** Selected excerpt follows **
According to researchers at security firm Positive Technologies, Intel chips that were released during the past five years contain a flaw that may allow hackers to overcome built-in security measures. The flaw is in the Converged Security and Management Engine (CSME), described as a subsystem inside CPUs and chipsets similar to AMD’s Platform Security Processor. Intel has issued a patch, but Positive Technologies said it may not be enough to protect systems containing the flawed products. Intel’s 10th generation processors are reportedly not among those affected.
Ars Technica reports that CSME, which “implements the firmware-based Trusted Platform Module used for silicon-based encryption, authentication of UEFI BIOS firmware, Microsoft System Guard and BitLocker, and other security features,” fails due to a bug in the input-output memory management unit.
More specifically, this unit fails to “implement early enough in the firmware boot process.” That lag is a “window of opportunity for other chip components, such as the Integrated Sensor Hub, to execute malicious code that runs very early in the boot process with the highest of system privileges.”
A firmware update may not fix the problem “because the flaw resides in the CSME mask ROM, a piece of silicon that boots the very first piece of CSME firmware.” Positive Technologies lead specialist of OS/hardware security Mark Ermolov reported that, “the larger worry is that, because this vulnerability allows a compromise at the hardware level, it destroys the chain of trust for the platform as a whole.”
Hackers can “exploit the flaw … [to] bypass security protections provided by Intel’s Enhanced Privacy ID (EPID) (which provides on-chip encryption capabilities) and digital rights management protections for proprietary data.” Ermolov noted that, “since the Intel CSME subsystem has special tools for intercepting any data passing through a USB controller (the so-called USB-Redirection), an attacker using this vulnerability could launch a special malicious code on Intel CSME that will read keystrokes (keylogger),” including passwords.
** End of Selected excerpt **
__Exercise 1__
According to the article on the Intel chip flaw, which Intel processors are reportedly not among those affected?
__Exercise 2__
Continue the article on the Intel chip flaw from where it stops.
** Data supplied follows **
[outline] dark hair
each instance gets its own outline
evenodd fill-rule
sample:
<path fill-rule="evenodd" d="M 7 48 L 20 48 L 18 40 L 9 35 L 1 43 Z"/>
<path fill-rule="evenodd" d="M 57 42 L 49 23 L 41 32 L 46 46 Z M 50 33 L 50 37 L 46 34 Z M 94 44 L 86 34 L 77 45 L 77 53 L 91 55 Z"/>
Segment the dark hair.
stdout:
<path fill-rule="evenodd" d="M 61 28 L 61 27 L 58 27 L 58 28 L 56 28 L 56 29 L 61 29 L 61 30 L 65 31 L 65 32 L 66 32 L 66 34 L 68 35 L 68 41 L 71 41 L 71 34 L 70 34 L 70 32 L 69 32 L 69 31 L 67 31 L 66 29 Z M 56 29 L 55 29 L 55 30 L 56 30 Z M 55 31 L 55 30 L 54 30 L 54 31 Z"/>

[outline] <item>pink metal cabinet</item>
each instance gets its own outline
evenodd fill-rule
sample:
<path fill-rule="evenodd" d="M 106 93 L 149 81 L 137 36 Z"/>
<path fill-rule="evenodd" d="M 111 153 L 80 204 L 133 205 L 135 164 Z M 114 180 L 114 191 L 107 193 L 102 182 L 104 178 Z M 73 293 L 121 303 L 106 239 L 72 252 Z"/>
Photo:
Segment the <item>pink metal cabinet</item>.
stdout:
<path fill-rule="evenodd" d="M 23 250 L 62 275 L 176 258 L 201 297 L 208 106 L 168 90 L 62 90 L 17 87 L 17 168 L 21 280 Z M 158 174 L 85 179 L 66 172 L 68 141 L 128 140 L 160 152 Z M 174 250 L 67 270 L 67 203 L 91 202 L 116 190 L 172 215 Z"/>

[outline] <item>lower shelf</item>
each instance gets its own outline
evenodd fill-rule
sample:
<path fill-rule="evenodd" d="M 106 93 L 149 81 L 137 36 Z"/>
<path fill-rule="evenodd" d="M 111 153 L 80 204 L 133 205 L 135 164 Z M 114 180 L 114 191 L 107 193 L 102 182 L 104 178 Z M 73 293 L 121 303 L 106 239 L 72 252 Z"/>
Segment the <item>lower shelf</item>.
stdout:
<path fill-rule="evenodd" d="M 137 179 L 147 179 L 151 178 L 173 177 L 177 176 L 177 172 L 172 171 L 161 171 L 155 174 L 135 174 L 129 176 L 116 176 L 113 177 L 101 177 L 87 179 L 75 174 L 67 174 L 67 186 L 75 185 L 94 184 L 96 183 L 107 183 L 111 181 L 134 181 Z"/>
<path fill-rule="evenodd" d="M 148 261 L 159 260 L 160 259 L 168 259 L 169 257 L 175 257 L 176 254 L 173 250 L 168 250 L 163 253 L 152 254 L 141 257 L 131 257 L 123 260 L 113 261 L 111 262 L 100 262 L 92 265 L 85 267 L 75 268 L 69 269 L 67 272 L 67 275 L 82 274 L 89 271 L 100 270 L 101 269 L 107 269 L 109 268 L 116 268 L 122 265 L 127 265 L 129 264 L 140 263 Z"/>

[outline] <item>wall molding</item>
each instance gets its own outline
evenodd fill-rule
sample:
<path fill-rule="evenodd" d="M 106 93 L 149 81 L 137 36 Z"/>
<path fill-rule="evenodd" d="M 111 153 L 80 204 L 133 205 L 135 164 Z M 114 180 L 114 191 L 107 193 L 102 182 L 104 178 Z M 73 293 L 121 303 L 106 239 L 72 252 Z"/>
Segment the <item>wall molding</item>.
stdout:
** End of Data supplied **
__Expected answer 1__
Intel's 10th generation processors.

__Expected answer 2__
He added that the attacker could also “inject his code to run on a special controller, Intel Integrated Sensors Hub (ISH) … [and] attack Intel CSME.” “Thus, in most cases, the attacker does not need physical access to the vulnerable machine,” said Ermolov. Intel, however, “continues to suggest that the vulnerability is exploitable only when attackers have possession of a vulnerable machine.”
The Verge reports the malware that hackers could execute with the chip flaw “is undetectable by traditional antivirus systems.” It adds that a successful attack would “in most cases [require] physical access to a machine, but some could be performed by other malware bypassing OS-level protections to perform local attacks.”
Intel has downplayed the new security vulnerability,” notes The Verge, with a spokesperson stating that it has “released mitigations and recommends keeping systems up-to-date.” Positive Technologies will provide “more technical details” in a soon-to- be-published white paper. “Intel’s latest 10th Gen processors are not vulnerable.”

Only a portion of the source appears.